**BRIEF:**
Copy out all the entries exactly.

Saved entries

* * * * *

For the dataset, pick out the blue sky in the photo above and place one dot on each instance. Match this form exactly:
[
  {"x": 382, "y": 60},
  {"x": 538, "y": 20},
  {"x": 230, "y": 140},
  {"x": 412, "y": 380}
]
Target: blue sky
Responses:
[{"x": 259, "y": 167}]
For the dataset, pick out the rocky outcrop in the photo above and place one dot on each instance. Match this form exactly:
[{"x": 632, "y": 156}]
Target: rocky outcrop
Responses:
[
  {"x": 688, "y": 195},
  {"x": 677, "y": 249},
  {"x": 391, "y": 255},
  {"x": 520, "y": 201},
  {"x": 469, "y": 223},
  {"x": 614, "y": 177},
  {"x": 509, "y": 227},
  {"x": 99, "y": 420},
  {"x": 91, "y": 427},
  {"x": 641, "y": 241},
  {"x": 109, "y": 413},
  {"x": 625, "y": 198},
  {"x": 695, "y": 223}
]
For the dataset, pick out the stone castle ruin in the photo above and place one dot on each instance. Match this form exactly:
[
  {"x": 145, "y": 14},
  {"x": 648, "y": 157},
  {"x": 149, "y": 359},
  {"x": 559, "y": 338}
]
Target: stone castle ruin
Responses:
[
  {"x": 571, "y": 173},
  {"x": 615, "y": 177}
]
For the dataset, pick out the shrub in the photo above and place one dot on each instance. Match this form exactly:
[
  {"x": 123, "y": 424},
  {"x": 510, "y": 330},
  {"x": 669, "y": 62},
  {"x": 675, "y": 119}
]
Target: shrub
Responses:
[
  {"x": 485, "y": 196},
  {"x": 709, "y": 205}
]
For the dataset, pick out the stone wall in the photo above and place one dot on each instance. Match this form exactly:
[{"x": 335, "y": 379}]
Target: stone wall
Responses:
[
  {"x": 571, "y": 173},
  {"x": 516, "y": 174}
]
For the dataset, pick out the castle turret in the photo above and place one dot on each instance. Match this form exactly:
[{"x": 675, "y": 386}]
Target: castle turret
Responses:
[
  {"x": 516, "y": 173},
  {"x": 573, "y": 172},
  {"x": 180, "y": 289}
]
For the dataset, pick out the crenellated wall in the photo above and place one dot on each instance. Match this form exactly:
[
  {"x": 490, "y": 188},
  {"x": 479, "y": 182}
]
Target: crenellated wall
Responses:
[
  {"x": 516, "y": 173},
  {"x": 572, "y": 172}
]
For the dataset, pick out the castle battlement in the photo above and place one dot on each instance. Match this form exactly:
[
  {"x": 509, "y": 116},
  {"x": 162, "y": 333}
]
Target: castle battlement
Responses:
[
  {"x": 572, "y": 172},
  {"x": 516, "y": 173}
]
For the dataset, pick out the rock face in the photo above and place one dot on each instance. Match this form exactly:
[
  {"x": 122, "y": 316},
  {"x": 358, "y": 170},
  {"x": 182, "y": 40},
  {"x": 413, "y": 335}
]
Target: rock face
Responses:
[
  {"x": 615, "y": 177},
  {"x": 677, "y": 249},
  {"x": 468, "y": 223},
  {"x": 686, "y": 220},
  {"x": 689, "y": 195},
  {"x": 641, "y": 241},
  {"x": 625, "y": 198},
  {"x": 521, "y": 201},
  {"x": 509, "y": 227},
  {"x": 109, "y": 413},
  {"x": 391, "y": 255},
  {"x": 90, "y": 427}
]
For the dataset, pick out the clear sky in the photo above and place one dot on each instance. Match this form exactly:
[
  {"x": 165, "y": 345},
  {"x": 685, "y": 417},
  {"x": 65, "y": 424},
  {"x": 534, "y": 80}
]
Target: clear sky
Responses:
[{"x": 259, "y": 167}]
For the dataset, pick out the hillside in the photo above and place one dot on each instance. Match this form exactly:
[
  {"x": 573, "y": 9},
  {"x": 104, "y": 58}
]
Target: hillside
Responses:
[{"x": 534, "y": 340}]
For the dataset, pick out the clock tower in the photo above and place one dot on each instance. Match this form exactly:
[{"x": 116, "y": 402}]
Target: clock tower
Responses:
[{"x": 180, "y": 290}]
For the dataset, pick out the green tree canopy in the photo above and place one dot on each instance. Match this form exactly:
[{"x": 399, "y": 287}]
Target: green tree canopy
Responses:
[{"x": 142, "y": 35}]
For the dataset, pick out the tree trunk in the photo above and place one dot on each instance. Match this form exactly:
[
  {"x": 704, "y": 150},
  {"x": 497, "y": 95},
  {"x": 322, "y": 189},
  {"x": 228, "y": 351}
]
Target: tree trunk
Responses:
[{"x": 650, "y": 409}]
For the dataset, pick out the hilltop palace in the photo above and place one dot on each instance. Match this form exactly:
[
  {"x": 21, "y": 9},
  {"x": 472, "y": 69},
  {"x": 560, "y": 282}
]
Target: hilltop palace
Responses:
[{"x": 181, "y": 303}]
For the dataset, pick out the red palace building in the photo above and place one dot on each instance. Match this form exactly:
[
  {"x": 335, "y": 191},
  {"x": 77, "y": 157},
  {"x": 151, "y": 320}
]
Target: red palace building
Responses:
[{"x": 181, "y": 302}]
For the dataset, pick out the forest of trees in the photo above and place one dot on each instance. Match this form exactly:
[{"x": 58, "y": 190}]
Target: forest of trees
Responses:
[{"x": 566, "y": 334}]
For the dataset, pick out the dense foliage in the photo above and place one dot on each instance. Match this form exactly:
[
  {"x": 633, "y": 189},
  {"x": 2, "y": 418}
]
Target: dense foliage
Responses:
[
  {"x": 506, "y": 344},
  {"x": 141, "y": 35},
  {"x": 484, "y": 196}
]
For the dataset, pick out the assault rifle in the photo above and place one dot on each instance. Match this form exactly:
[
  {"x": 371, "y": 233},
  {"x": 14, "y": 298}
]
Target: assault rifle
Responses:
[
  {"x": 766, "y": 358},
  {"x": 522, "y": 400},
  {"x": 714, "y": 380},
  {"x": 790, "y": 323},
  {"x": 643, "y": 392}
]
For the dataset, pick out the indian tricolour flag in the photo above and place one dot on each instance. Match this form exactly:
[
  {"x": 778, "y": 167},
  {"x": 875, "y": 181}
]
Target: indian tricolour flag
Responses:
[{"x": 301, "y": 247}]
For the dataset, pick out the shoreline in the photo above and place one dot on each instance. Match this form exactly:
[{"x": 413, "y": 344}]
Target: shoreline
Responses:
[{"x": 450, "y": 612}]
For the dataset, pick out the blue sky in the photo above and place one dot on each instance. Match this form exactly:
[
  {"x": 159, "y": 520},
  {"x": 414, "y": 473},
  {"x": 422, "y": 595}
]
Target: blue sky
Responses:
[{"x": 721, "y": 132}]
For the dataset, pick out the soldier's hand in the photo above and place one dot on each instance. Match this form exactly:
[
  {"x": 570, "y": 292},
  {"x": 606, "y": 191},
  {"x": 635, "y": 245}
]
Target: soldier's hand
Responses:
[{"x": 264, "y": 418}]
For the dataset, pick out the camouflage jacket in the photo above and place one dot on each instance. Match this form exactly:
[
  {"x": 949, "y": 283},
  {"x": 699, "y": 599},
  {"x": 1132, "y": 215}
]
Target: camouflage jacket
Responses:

* * * * *

**ANSWER IN FULL:**
For the dataset, pick out the blue sky in the photo above and place one dot on each instance. Match this form exactly:
[
  {"x": 382, "y": 60},
  {"x": 538, "y": 20},
  {"x": 230, "y": 140},
  {"x": 412, "y": 380}
]
Target: blue sky
Responses:
[{"x": 259, "y": 167}]
For the dataset, pick out the rocky outcrop in the photo above and place one dot on each instance. Match this form exactly:
[{"x": 632, "y": 156}]
Target: rocky outcrop
Responses:
[
  {"x": 688, "y": 195},
  {"x": 677, "y": 249},
  {"x": 391, "y": 255},
  {"x": 520, "y": 201},
  {"x": 469, "y": 223},
  {"x": 614, "y": 177},
  {"x": 509, "y": 227},
  {"x": 99, "y": 420},
  {"x": 91, "y": 427},
  {"x": 641, "y": 241},
  {"x": 109, "y": 413},
  {"x": 625, "y": 198},
  {"x": 695, "y": 223}
]
For the dataset, pick out the stone castle ruin in the photo above and place one dot on each instance. Match this form exactly:
[
  {"x": 145, "y": 14},
  {"x": 648, "y": 157},
  {"x": 149, "y": 359},
  {"x": 559, "y": 338}
]
Target: stone castle ruin
Responses:
[
  {"x": 571, "y": 173},
  {"x": 615, "y": 177}
]
For the dataset, pick out the shrub in the photo above and place one dot on each instance. Match this form exactly:
[
  {"x": 123, "y": 424},
  {"x": 510, "y": 330},
  {"x": 669, "y": 62},
  {"x": 675, "y": 119}
]
Target: shrub
Responses:
[
  {"x": 485, "y": 196},
  {"x": 709, "y": 205}
]
For the dataset, pick out the stone wall in the photo above and place one dot on each instance. Match this form exactly:
[{"x": 335, "y": 379}]
Target: stone wall
Responses:
[
  {"x": 571, "y": 173},
  {"x": 516, "y": 174}
]
For the dataset, pick out the castle turret in the photo above and place one dot on each instance. Match this form exactly:
[{"x": 675, "y": 386}]
Target: castle turret
Responses:
[
  {"x": 516, "y": 173},
  {"x": 573, "y": 172},
  {"x": 180, "y": 289}
]
For the dataset, pick out the crenellated wall in the photo above and place one dot on each instance. Match this form exactly:
[
  {"x": 490, "y": 188},
  {"x": 479, "y": 182}
]
Target: crenellated wall
Responses:
[
  {"x": 516, "y": 173},
  {"x": 572, "y": 172}
]
For the dataset, pick out the castle battlement in the photo above and place one dot on each instance. Match this form exactly:
[
  {"x": 509, "y": 116},
  {"x": 162, "y": 333}
]
Target: castle battlement
Responses:
[
  {"x": 572, "y": 172},
  {"x": 516, "y": 173}
]
For the dataset, pick out the rock face in the photo above and place one dot on each instance. Match this form exactly:
[
  {"x": 122, "y": 316},
  {"x": 358, "y": 170},
  {"x": 182, "y": 40},
  {"x": 413, "y": 335}
]
Target: rock face
Responses:
[
  {"x": 615, "y": 177},
  {"x": 677, "y": 249},
  {"x": 468, "y": 223},
  {"x": 686, "y": 220},
  {"x": 689, "y": 195},
  {"x": 641, "y": 241},
  {"x": 625, "y": 198},
  {"x": 521, "y": 201},
  {"x": 509, "y": 227},
  {"x": 109, "y": 413},
  {"x": 391, "y": 255},
  {"x": 90, "y": 427}
]
For the dataset, pick out the clear sky in the photo above and place one dot on each instance. Match this form exactly:
[
  {"x": 165, "y": 345},
  {"x": 685, "y": 417},
  {"x": 65, "y": 424},
  {"x": 534, "y": 80}
]
Target: clear sky
Responses:
[{"x": 259, "y": 167}]
For the dataset, pick out the hillside in the photo above and place one dot on each instance. Match this form exactly:
[
  {"x": 573, "y": 9},
  {"x": 104, "y": 58}
]
Target: hillside
Responses:
[{"x": 534, "y": 340}]
For the dataset, pick out the clock tower in the photo above and place one dot on each instance. Match this form exactly:
[{"x": 116, "y": 402}]
Target: clock tower
Responses:
[{"x": 180, "y": 290}]
For the dataset, pick out the green tree canopy in the photo above and place one dot on each instance. Match this form exactly:
[{"x": 399, "y": 287}]
Target: green tree canopy
Responses:
[{"x": 142, "y": 35}]
For the dataset, pick out the tree trunk in the photo above and place one dot on each instance. Match this form exactly:
[
  {"x": 704, "y": 150},
  {"x": 497, "y": 95},
  {"x": 322, "y": 189},
  {"x": 228, "y": 351}
]
Target: tree trunk
Responses:
[{"x": 650, "y": 409}]
For the dataset, pick out the hilltop palace in the photo above and place one dot on each instance. Match this form exactly:
[
  {"x": 21, "y": 9},
  {"x": 472, "y": 69},
  {"x": 560, "y": 282}
]
Target: hilltop palace
Responses:
[{"x": 181, "y": 303}]
For the dataset, pick out the red palace building in the photo above and place one dot on each instance. Match this form exactly:
[
  {"x": 335, "y": 191},
  {"x": 77, "y": 157},
  {"x": 151, "y": 320}
]
Target: red palace building
Responses:
[{"x": 181, "y": 302}]
For the dataset, pick out the forest of trees in the photo above and place one dot on each instance. Match this form exactly:
[{"x": 58, "y": 190}]
Target: forest of trees
Responses:
[{"x": 566, "y": 334}]
For the dataset, pick out the dense foliage in the photo above and place one dot on each instance. Match this form exactly:
[
  {"x": 633, "y": 189},
  {"x": 2, "y": 418}
]
Target: dense foliage
Responses:
[
  {"x": 506, "y": 344},
  {"x": 141, "y": 35},
  {"x": 484, "y": 196}
]
For the dataset, pick out the assault rifle in the photo above and place one dot on each instance. Match this form exactly:
[
  {"x": 371, "y": 233},
  {"x": 14, "y": 298}
]
Target: assault rifle
Responses:
[
  {"x": 766, "y": 358},
  {"x": 522, "y": 400},
  {"x": 714, "y": 380},
  {"x": 790, "y": 323},
  {"x": 643, "y": 392}
]
For the dataset, pick out the indian tricolour flag in the photo above and place one dot on each instance. Match this form exactly:
[
  {"x": 778, "y": 167},
  {"x": 875, "y": 181}
]
Target: indian tricolour flag
Responses:
[{"x": 301, "y": 247}]
For the dataset, pick out the shoreline in the photo above and place one dot on each instance. Match this form exactly:
[{"x": 413, "y": 344}]
Target: shoreline
Responses:
[{"x": 450, "y": 612}]
For the dataset, pick out the blue sky in the photo above and place one dot on each instance. Match this form exactly:
[
  {"x": 159, "y": 520},
  {"x": 414, "y": 473},
  {"x": 422, "y": 595}
]
Target: blue sky
Responses:
[{"x": 721, "y": 132}]
For the dataset, pick out the soldier's hand in the photo above and place one dot on each instance. Match this form exactly:
[
  {"x": 570, "y": 292},
  {"x": 606, "y": 191},
  {"x": 635, "y": 245}
]
Target: soldier's hand
Responses:
[{"x": 264, "y": 418}]
For the dataset, pick out the camouflage jacket in the photo above and place one dot on each instance. Match this form exactly:
[
  {"x": 949, "y": 283},
  {"x": 699, "y": 599},
  {"x": 1132, "y": 215}
]
Target: camouflage jacket
Responses:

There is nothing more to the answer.